- **TASK OBJECTIVE**:
Reproduce all of the records below word for word, changing nothing.

— start DATASET EXCERPTS —

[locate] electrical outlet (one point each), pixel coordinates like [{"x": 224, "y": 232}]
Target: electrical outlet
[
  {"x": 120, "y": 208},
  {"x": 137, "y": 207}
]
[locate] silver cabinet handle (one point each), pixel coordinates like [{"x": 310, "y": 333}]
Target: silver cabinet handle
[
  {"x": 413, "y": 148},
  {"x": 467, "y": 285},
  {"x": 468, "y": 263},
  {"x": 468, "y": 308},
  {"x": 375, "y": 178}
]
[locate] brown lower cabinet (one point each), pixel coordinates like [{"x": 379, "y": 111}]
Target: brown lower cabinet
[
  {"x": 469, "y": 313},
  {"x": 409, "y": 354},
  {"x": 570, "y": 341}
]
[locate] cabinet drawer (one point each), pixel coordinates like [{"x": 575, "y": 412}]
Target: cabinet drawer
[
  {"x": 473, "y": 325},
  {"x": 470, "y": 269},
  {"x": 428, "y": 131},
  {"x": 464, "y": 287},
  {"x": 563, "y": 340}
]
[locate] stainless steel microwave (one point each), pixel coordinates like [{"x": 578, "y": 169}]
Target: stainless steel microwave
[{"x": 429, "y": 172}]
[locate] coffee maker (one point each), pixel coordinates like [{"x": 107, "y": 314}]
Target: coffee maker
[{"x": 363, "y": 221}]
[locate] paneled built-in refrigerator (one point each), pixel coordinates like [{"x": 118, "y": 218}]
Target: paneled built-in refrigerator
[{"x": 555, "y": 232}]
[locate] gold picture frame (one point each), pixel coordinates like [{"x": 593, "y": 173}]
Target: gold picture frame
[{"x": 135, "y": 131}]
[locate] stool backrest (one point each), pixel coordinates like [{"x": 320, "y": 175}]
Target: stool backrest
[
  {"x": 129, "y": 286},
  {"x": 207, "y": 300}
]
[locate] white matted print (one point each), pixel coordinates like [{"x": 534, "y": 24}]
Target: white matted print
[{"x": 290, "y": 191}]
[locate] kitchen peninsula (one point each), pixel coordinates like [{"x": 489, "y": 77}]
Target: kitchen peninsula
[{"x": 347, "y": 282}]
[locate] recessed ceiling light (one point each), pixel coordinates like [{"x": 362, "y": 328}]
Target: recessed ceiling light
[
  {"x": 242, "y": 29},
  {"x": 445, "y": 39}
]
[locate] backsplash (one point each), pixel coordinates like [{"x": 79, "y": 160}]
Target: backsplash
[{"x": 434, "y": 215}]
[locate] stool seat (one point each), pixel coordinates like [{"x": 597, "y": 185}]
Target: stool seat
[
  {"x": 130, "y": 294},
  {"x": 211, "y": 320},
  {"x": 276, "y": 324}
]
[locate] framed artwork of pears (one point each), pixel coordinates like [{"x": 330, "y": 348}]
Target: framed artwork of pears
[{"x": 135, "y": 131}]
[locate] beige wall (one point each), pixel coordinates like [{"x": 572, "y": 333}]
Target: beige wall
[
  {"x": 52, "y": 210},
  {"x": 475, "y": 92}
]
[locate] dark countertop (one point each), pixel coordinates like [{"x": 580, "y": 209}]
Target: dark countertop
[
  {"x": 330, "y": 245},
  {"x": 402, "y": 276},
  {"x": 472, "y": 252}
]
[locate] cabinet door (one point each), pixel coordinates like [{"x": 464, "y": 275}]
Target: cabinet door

— end DATASET EXCERPTS —

- **ANSWER TO THIS PROBLEM**:
[locate] electrical outlet (one point each), pixel coordinates like [{"x": 224, "y": 232}]
Target: electrical outlet
[
  {"x": 120, "y": 208},
  {"x": 137, "y": 207}
]
[locate] silver cabinet handle (one point each), pixel coordinates like [{"x": 310, "y": 333}]
Target: silver cabinet handle
[
  {"x": 413, "y": 148},
  {"x": 467, "y": 285},
  {"x": 468, "y": 263},
  {"x": 468, "y": 308},
  {"x": 375, "y": 178}
]
[locate] brown lower cabinet (one point each), pixel coordinates like [{"x": 379, "y": 111}]
Target: brown lower cabinet
[
  {"x": 469, "y": 313},
  {"x": 409, "y": 354},
  {"x": 570, "y": 341}
]
[locate] cabinet drawer (one point each), pixel coordinates like [{"x": 575, "y": 412}]
Target: cabinet drawer
[
  {"x": 473, "y": 325},
  {"x": 470, "y": 269},
  {"x": 428, "y": 131},
  {"x": 464, "y": 287},
  {"x": 563, "y": 340}
]
[locate] stainless steel microwave (one point each), pixel coordinates like [{"x": 578, "y": 169}]
Target: stainless steel microwave
[{"x": 429, "y": 172}]
[locate] coffee maker (one point each), pixel coordinates like [{"x": 107, "y": 314}]
Target: coffee maker
[{"x": 363, "y": 221}]
[locate] paneled built-in refrigerator (one point each), pixel coordinates like [{"x": 118, "y": 218}]
Target: paneled built-in refrigerator
[{"x": 555, "y": 232}]
[locate] gold picture frame (one point each), pixel coordinates like [{"x": 593, "y": 173}]
Target: gold picture frame
[{"x": 135, "y": 131}]
[locate] stool backrest (one point each), pixel coordinates like [{"x": 320, "y": 175}]
Target: stool backrest
[
  {"x": 129, "y": 286},
  {"x": 207, "y": 300}
]
[locate] white matted print (one point each), pixel coordinates like [{"x": 534, "y": 24}]
Target: white matted print
[{"x": 290, "y": 191}]
[locate] kitchen peninsula (one point each), pixel coordinates like [{"x": 489, "y": 77}]
Target: kitchen peninsula
[{"x": 347, "y": 282}]
[locate] recessed ceiling light (one point each), pixel coordinates like [{"x": 362, "y": 328}]
Target: recessed ceiling light
[
  {"x": 242, "y": 29},
  {"x": 445, "y": 39}
]
[locate] backsplash (one point each), pixel coordinates like [{"x": 79, "y": 160}]
Target: backsplash
[{"x": 434, "y": 215}]
[locate] stool seat (one point each), pixel coordinates like [{"x": 597, "y": 185}]
Target: stool seat
[
  {"x": 130, "y": 294},
  {"x": 211, "y": 320},
  {"x": 276, "y": 324}
]
[locate] framed artwork of pears (one point each), pixel coordinates like [{"x": 330, "y": 348}]
Target: framed artwork of pears
[{"x": 135, "y": 131}]
[locate] beige wall (one point each), pixel coordinates like [{"x": 572, "y": 333}]
Target: beige wall
[
  {"x": 52, "y": 210},
  {"x": 475, "y": 92}
]
[locate] dark countertop (one point each), pixel coordinates like [{"x": 580, "y": 209}]
Target: dark countertop
[
  {"x": 330, "y": 245},
  {"x": 402, "y": 276},
  {"x": 472, "y": 252}
]
[locate] cabinet door (one point each), pixel coordinates like [{"x": 464, "y": 275}]
Target: cabinet door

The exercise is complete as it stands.